WHAT IS BEING ASKED
Read the data and repeat it in full, exactly.

BEGIN RECORDS FOR THE EXERCISE

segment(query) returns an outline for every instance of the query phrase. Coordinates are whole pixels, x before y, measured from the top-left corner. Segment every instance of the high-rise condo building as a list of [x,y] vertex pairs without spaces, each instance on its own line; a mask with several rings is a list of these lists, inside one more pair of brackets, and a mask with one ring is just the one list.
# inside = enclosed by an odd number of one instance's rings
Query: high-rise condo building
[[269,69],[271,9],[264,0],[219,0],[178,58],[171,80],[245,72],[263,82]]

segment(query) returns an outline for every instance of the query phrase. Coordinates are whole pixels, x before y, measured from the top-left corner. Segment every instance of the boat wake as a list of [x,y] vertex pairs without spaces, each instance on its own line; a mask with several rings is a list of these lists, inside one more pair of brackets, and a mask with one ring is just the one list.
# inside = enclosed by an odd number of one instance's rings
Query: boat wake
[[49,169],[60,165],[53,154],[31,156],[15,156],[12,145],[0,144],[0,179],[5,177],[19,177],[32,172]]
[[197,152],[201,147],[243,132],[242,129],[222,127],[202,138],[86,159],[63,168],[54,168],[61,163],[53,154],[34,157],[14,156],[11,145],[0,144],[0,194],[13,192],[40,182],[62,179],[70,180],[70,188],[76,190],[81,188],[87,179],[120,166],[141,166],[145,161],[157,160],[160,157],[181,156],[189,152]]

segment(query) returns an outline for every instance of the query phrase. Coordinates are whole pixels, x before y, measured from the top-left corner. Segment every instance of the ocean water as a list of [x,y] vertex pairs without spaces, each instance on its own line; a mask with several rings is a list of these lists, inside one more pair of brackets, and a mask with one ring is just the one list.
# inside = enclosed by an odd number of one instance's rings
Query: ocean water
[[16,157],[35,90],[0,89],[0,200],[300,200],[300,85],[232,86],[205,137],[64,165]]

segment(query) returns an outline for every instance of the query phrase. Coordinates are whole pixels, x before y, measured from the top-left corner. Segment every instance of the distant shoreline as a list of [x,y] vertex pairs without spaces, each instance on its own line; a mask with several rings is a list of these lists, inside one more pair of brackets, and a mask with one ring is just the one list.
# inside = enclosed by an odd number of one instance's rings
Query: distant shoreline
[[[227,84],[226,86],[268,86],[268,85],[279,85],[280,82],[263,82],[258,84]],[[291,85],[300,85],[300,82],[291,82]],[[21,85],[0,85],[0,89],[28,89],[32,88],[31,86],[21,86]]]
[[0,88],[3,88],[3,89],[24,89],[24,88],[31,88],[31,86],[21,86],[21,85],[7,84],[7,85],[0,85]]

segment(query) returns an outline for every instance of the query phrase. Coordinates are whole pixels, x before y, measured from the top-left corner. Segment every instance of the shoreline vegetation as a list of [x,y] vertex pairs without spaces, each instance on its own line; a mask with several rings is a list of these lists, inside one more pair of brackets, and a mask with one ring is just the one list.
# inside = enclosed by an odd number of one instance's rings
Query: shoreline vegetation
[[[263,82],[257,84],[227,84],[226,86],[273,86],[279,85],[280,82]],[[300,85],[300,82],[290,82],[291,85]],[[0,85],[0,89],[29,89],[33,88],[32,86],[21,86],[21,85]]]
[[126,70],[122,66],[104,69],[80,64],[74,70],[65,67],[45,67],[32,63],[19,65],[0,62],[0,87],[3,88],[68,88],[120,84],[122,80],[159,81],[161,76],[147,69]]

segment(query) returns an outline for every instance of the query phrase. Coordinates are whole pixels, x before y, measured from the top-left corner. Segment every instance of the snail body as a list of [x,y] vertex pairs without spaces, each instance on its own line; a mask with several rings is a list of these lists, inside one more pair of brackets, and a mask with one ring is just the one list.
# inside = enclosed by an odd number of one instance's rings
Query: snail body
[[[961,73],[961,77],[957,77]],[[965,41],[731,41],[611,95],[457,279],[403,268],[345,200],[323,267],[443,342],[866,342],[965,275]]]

END RECORDS FOR THE EXERCISE

FINAL RESULT
segment(query) returns an outline for every instance of the query phrase. Coordinates are whole pixels, x before y, measured from the top-left corner. Segment every instance of the high-rise condo building as a list of [x,y] vertex pairs without spaces, each instance on its own line; a mask with several rings is a list of these lists, inside one more pair of brackets, and a mask with one ring is just the one list.
# inside = enclosed by an odd number of one instance's rings
Query: high-rise condo building
[[269,69],[271,9],[264,0],[219,0],[178,58],[171,80],[245,72],[263,82]]

segment(query) returns an outline for every instance of the query phrase. Coordinates are whole pixels, x before y, measured from the top-left corner. Segment every instance of the boat wake as a list of [x,y] vertex pairs without spaces, each instance on its own line; a mask with several rings is a list of these lists, inside one more pair of brackets, and a mask with one ring is just the one list.
# inside = enclosed by an odd number of one instance's rings
Query: boat wake
[[49,169],[60,165],[53,154],[31,156],[15,156],[12,145],[0,144],[0,179],[5,177],[19,177],[32,172]]
[[197,152],[201,147],[243,132],[242,129],[222,127],[202,138],[86,159],[63,168],[54,168],[61,163],[53,154],[34,157],[14,156],[11,145],[0,144],[0,194],[13,192],[40,182],[62,179],[70,180],[70,188],[76,190],[81,188],[87,179],[120,166],[141,166],[145,161],[157,160],[160,157],[181,156],[189,152]]

segment(query) returns an outline for every instance of the query phrase. Coordinates are whole pixels, x before y, measured from the top-left corner. Segment every instance of the ocean water as a list of [x,y] vertex pairs without spaces, each instance on its own line; a mask with several rings is a list of these lists, inside one more pair of brackets, and a mask with one ring is just the one list.
# inside = enclosed by an odd number of one instance's rings
Query: ocean water
[[16,157],[35,90],[0,89],[0,200],[300,200],[300,85],[232,86],[205,137],[64,165]]

segment(query) returns an outline for every instance of the query phrase. Coordinates are whole pixels, x before y, measured from the top-left corner. Segment every instance of the distant shoreline as a list of [x,y] vertex pairs without spaces, each instance on its own line; a mask with several rings is a list of these lists, inside one more pair of brackets, and a mask with one ring is just the one list.
# inside = enclosed by an odd number of one instance's rings
Query: distant shoreline
[[[227,84],[226,86],[268,86],[268,85],[279,85],[280,82],[263,82],[258,84]],[[291,85],[300,85],[300,82],[291,82]],[[21,85],[0,85],[0,89],[28,89],[32,88],[31,86],[21,86]]]
[[0,88],[3,88],[3,89],[24,89],[24,88],[31,88],[31,86],[21,86],[21,85],[7,84],[7,85],[0,85]]

segment(query) returns an outline for every instance of the query phrase. Coordinates are whole pixels, x before y, measured from the top-left corner. Segment every instance of the shoreline vegetation as a list of [x,y] vertex pairs without spaces, each instance on its own line; a mask with several rings is a list of these lists, inside one more pair of brackets, and a mask with one ring is just the one list.
# inside = enclosed by an odd number of one instance's rings
Query: shoreline vegetation
[[[263,82],[257,84],[227,84],[226,86],[273,86],[279,85],[280,82]],[[300,85],[300,82],[290,82],[291,85]],[[0,85],[0,89],[29,89],[33,88],[32,86],[21,86],[21,85]]]
[[126,70],[122,66],[104,69],[80,64],[74,70],[65,67],[45,67],[32,63],[19,65],[0,62],[0,87],[3,88],[68,88],[120,84],[122,80],[159,81],[161,76],[147,69]]

segment(query) returns an outline for every instance of the query phrase. Coordinates are whole pixels, x before y, measured from the top-left corner. Segment every instance of the snail body as a list of [x,y] vertex pairs without spaces, each instance on its own line; a mask with several rings is a list of these lists, inside one more pair of brackets, and a mask with one ring is just the one list.
# inside = enclosed by an odd number of one instance's rings
Query: snail body
[[[961,73],[961,77],[957,77]],[[965,41],[731,41],[611,95],[457,279],[403,268],[345,200],[323,267],[443,342],[866,342],[965,275]]]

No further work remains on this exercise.